┌─ Testo di partenza

Non è un modo di dire, quello di Francesca Lucianò, 32 anni e Giuseppe Ricci, 40, genitori di Daniele: per loro, l'Azienda ospedaliera di Bergamo, è proprio «casa»: «Qui Daniele ha frequentato la seconda e terza elementare, ha imparato a suonare il pianoforte, e ha visto nascere la sua terza sorellina. Quando è stato ricoverato ero già incinta di 7 mesi, ed ero in stanza con lui, quando ho avuto le doglie. Ed è stato lui a chiamare le infermiere: venite, la mamma non sta bene, ha detto. Dopo pochi minuti ero in sala parto, ed è nata Nicole». Che ora, a 10 mesi, gioca con il fratello Daniele sul letto.

«È cominciato tutto a fine gennaio del 2012 ? racconta Giuseppe, lattaio, «ma ora sono in congedo parentale, abbiamo altre tre figlie a cui badare (Nicole, appunto, di 10 mesi, Aurora, 7 anni e Asia, 5 ndr) ? . Eravamo a casa nostra a Figino Serenza, in provincia di Como, e Daniele non si sentiva bene, tremava, vomitava. Il pediatra ci aveva detto di lasciarlo a casa da scuola qualche giorno e di non mandarlo a minibasket. Ma il malessere non è passato, mia moglie un pomeriggio si è accorta che il cuore di Daniele batteva a una velocità spaventosa, e lo abbiamo portato in ospedale, a Cantù. I medici ci hanno subito spiegato che c'era qualcosa che non andava al cuore e che Daniele doveva essere trasferito a Bergamo, ai Riuniti».

└─
┌─ Materiale fornito

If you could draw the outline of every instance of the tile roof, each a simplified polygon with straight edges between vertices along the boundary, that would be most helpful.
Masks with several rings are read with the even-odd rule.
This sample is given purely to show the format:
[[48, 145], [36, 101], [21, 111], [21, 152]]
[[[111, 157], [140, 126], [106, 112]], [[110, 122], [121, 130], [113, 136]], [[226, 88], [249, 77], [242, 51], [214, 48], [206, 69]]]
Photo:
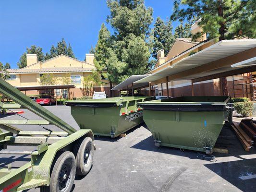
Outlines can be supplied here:
[[183, 42], [187, 43], [194, 43], [195, 44], [197, 44], [200, 43], [200, 42], [198, 41], [192, 41], [192, 38], [178, 38], [176, 39], [176, 40], [178, 40], [178, 41], [183, 41]]
[[41, 69], [10, 69], [8, 71], [10, 73], [61, 72], [87, 72], [91, 69], [82, 67], [52, 67]]

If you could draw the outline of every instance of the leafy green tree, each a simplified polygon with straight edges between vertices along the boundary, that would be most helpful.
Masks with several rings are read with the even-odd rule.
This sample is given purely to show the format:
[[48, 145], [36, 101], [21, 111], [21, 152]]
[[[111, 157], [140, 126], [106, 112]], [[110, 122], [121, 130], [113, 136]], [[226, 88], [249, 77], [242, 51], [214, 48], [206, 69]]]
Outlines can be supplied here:
[[27, 66], [27, 54], [36, 54], [37, 55], [37, 61], [38, 61], [45, 60], [45, 56], [43, 53], [42, 48], [40, 47], [32, 45], [30, 48], [26, 48], [26, 51], [21, 55], [20, 58], [20, 60], [17, 63], [17, 65], [20, 69]]
[[11, 65], [9, 63], [5, 63], [5, 65], [4, 65], [4, 68], [5, 69], [11, 69]]
[[153, 29], [152, 55], [156, 59], [157, 59], [157, 53], [158, 50], [163, 48], [165, 55], [166, 55], [173, 44], [175, 39], [172, 35], [172, 25], [171, 20], [165, 23], [159, 17], [158, 17]]
[[183, 23], [178, 25], [174, 29], [174, 37], [175, 38], [190, 38], [192, 34], [191, 34], [191, 25], [189, 24], [185, 24], [184, 26]]
[[62, 38], [61, 41], [58, 42], [56, 50], [58, 55], [61, 54], [68, 55], [68, 48], [63, 38]]
[[69, 57], [70, 57], [72, 58], [75, 59], [75, 57], [74, 56], [74, 53], [73, 52], [73, 50], [72, 50], [72, 48], [71, 47], [71, 46], [70, 45], [70, 43], [69, 44], [69, 47], [68, 48], [67, 56]]
[[[219, 41], [239, 37], [256, 37], [255, 0], [175, 0], [173, 20], [191, 21], [201, 18], [202, 34]], [[196, 39], [202, 34], [194, 36]]]

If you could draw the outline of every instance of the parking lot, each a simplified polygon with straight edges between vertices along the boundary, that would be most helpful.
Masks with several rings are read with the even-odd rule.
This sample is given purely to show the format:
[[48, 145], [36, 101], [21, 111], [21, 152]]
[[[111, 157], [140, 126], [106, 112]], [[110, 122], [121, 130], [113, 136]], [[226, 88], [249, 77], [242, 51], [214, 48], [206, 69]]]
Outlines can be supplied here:
[[[69, 107], [45, 108], [79, 129]], [[24, 112], [22, 115], [26, 118], [40, 119], [27, 110]], [[3, 118], [22, 119], [17, 115]], [[16, 127], [43, 130], [38, 126], [30, 129], [27, 126]], [[157, 148], [145, 124], [127, 132], [125, 137], [96, 137], [95, 144], [92, 168], [85, 177], [76, 178], [73, 192], [252, 192], [256, 188], [256, 146], [249, 152], [244, 151], [228, 128], [223, 128], [216, 145], [228, 149], [228, 154], [214, 153], [207, 156], [179, 149]], [[18, 149], [14, 146], [10, 149], [13, 147]], [[25, 148], [30, 147], [22, 149]], [[15, 168], [30, 160], [29, 156], [1, 155], [0, 167], [7, 167], [12, 163]]]

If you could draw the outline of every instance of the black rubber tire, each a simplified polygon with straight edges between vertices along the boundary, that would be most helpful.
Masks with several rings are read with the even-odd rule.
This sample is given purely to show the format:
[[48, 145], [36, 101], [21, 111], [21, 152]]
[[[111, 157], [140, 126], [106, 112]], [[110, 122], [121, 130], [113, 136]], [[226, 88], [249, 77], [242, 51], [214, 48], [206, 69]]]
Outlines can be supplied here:
[[[90, 171], [92, 166], [94, 150], [93, 142], [91, 137], [87, 137], [81, 138], [78, 141], [74, 149], [74, 154], [76, 159], [76, 175], [85, 176]], [[88, 154], [86, 162], [85, 162], [85, 151]]]
[[[67, 181], [68, 183], [64, 189], [60, 189], [59, 187], [59, 176], [63, 166], [70, 166], [69, 180]], [[70, 192], [72, 189], [74, 183], [76, 167], [75, 158], [73, 153], [70, 151], [65, 151], [60, 155], [55, 162], [51, 171], [49, 192]]]

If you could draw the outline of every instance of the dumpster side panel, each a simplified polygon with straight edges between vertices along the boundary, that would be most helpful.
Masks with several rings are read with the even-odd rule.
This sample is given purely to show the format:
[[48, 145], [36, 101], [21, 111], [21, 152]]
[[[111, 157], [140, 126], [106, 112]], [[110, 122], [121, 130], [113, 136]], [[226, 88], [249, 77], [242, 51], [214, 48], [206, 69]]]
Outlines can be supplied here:
[[107, 108], [71, 107], [71, 114], [80, 129], [90, 129], [95, 135], [110, 136], [113, 130], [117, 129], [119, 110], [118, 107]]
[[213, 147], [225, 122], [224, 111], [144, 110], [143, 119], [160, 144], [199, 151]]
[[129, 115], [120, 116], [118, 129], [115, 132], [115, 137], [143, 122], [142, 110], [134, 112]]

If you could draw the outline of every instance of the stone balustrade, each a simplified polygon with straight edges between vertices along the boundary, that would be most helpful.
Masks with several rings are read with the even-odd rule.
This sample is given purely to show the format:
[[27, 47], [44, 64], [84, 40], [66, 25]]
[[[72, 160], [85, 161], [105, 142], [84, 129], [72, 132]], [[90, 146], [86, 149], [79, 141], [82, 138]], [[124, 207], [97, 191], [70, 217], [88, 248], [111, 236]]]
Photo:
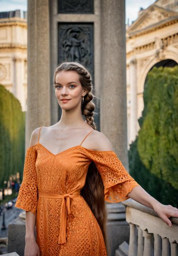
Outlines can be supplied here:
[[125, 242], [121, 244], [116, 256], [178, 256], [178, 218], [170, 217], [170, 227], [154, 210], [131, 198], [122, 203], [130, 226], [129, 244], [127, 247]]

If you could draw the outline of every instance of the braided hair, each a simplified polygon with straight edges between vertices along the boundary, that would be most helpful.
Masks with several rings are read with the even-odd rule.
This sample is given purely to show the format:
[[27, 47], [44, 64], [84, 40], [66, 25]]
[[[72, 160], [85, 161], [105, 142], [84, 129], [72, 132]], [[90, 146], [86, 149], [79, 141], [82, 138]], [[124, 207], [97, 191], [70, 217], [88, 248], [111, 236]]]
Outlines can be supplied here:
[[90, 73], [86, 68], [78, 62], [62, 62], [55, 70], [53, 82], [58, 73], [61, 71], [76, 71], [78, 74], [79, 80], [82, 87], [88, 92], [84, 96], [84, 101], [81, 103], [81, 114], [84, 115], [87, 122], [95, 130], [97, 126], [94, 121], [93, 117], [95, 108], [95, 104], [92, 101], [94, 95], [91, 91], [93, 88]]

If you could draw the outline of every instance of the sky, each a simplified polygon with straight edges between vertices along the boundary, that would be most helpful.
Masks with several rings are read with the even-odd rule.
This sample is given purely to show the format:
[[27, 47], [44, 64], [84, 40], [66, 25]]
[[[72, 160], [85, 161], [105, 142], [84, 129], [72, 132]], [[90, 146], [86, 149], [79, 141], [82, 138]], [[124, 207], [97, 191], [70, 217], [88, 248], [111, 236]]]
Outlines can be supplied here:
[[[135, 21], [138, 17], [140, 7], [146, 9], [153, 4], [155, 0], [126, 0], [125, 23], [129, 24]], [[13, 11], [20, 9], [27, 10], [27, 0], [0, 0], [0, 11]]]

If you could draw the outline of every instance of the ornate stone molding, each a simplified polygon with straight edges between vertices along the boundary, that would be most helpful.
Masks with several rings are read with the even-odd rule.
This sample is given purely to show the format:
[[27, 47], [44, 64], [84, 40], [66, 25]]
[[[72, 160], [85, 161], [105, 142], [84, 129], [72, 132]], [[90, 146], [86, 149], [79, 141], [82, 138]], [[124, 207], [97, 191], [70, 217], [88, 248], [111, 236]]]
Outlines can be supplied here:
[[4, 79], [7, 76], [7, 70], [5, 66], [0, 64], [0, 81]]

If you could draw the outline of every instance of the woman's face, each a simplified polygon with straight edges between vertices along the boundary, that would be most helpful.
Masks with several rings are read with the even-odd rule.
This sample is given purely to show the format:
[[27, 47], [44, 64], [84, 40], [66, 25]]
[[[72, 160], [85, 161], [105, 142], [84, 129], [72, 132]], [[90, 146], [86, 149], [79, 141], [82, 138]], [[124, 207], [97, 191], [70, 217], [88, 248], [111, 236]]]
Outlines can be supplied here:
[[61, 108], [67, 110], [79, 104], [81, 106], [82, 97], [86, 93], [82, 87], [77, 72], [62, 71], [56, 76], [55, 94]]

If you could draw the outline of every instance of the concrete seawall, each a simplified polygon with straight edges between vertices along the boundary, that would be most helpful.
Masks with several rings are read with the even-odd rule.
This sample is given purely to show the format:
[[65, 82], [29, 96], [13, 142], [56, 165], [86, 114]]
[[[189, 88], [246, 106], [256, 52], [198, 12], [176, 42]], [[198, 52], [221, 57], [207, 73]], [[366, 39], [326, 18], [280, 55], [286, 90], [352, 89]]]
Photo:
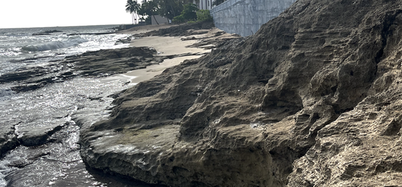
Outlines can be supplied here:
[[210, 10], [215, 26], [246, 37], [289, 8], [296, 0], [228, 0]]

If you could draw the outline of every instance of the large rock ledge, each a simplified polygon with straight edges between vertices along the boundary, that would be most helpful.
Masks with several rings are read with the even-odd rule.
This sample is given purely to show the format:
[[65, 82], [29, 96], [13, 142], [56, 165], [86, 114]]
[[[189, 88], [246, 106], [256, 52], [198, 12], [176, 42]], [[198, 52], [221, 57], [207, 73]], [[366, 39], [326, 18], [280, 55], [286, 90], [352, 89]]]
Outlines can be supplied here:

└─

Compito: Trascrivi dal testo sul ricovero di Daniele tutto ciò che va da "Non è un modo" fino a "Daniele sul letto.", parola per parola.

La tua soluzione:
Non è un modo di dire, quello di Francesca Lucianò, 32 anni e Giuseppe Ricci, 40, genitori di Daniele: per loro, l'Azienda ospedaliera di Bergamo, è proprio «casa»: «Qui Daniele ha frequentato la seconda e terza elementare, ha imparato a suonare il pianoforte, e ha visto nascere la sua terza sorellina. Quando è stato ricoverato ero già incinta di 7 mesi, ed ero in stanza con lui, quando ho avuto le doglie. Ed è stato lui a chiamare le infermiere: venite, la mamma non sta bene, ha detto. Dopo pochi minuti ero in sala parto, ed è nata Nicole». Che ora, a 10 mesi, gioca con il fratello Daniele sul letto.